» **Brief 1**:
Answer these questions using the passage on US military service roles:
(a) Which service is responsible for rapid response and entry point seizure?
(b) How far out does the Army's responsibility for the battlefield's immediate front extend?
(c) Which service does the passage call the leaders in mission creep?
» **Brief 2**:
Reproduce word for word the part of the passage on US military service roles between "However, the services" and "to some degree.", inclusive.

» **Passage**:
The
US
military is set up with certain, fairly well defined roles and areas of
responsibility. Why? Well, this prevents needless duplication of
effort, defines responsibilities and authorities, and clarifies operational
requirements. In simple terms, the
service responsibilities are:
- Army – Responsible for physical
occupation of territory and the battlefield’s immediate front out to 30
miles or so.
- Air Force – Responsible
for aerial supremacy and deep strike beyond the Army’s front.
- Navy – Responsible for naval
supremacy, logistical support and transport, and short to medium range
inland strike.
- Marine Corps – Responsible
for rapid response and entry point seizure.
Those
roles seem pretty clear and straightforward with relatively little overlap or
duplication of responsibilities.
However, the services have, of late, been expanding beyond their own
realms and moving into each other’s areas.
The Marines are far and away the leaders in this mission creep/grab but
all the services are guilty of it to some degree.

» **Supplied material**:
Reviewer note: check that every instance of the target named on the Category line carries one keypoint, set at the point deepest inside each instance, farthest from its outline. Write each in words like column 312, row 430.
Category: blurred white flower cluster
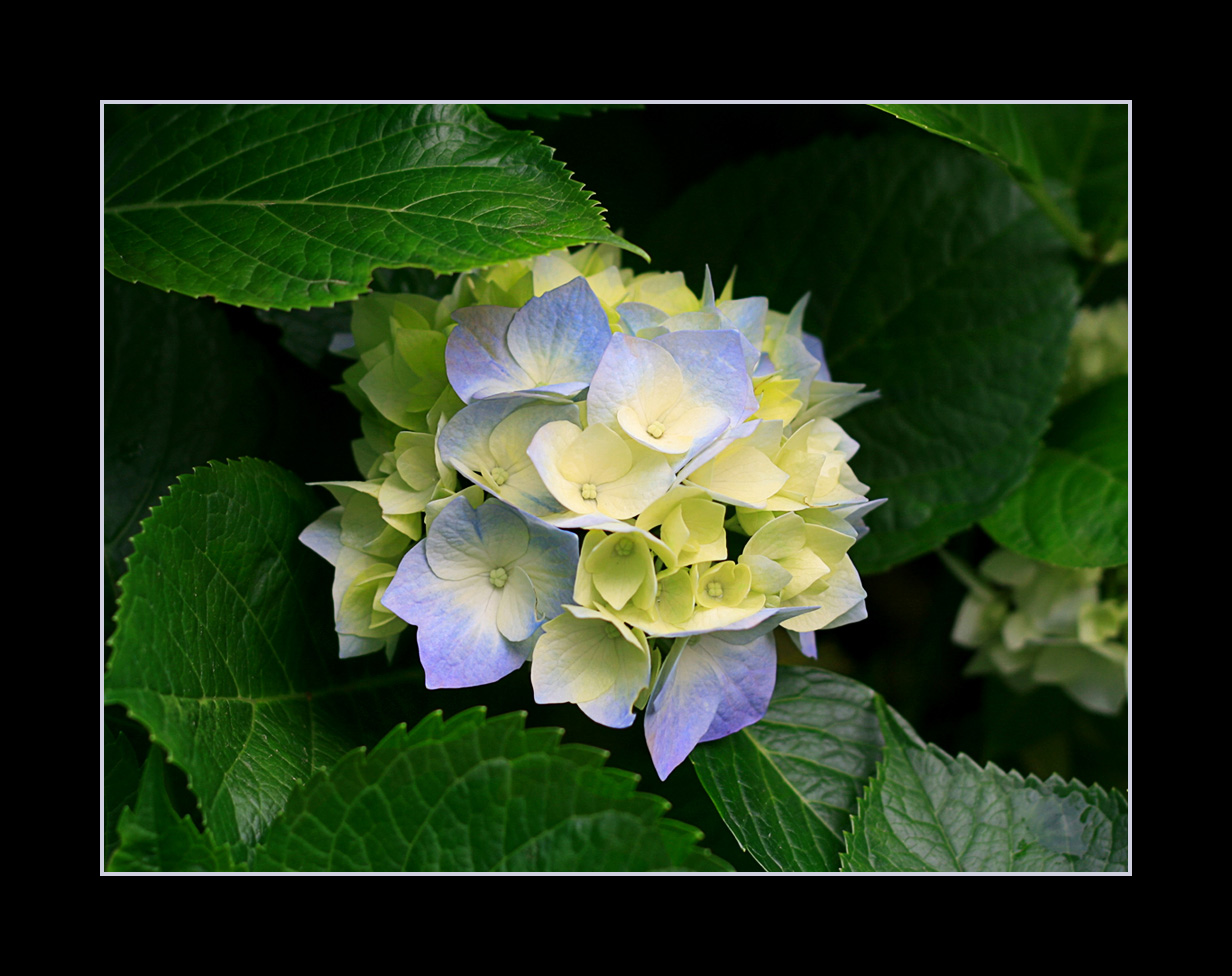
column 1036, row 624
column 626, row 483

» **Full output 1**:
(a) The Marine Corps.
(b) Out to 30 miles or so.
(c) The Marines.

» **Full output 2**:
However, the services have, of late, been expanding beyond their own
realms and moving into each other’s areas.
The Marines are far and away the leaders in this mission creep/grab but
all the services are guilty of it to some degree.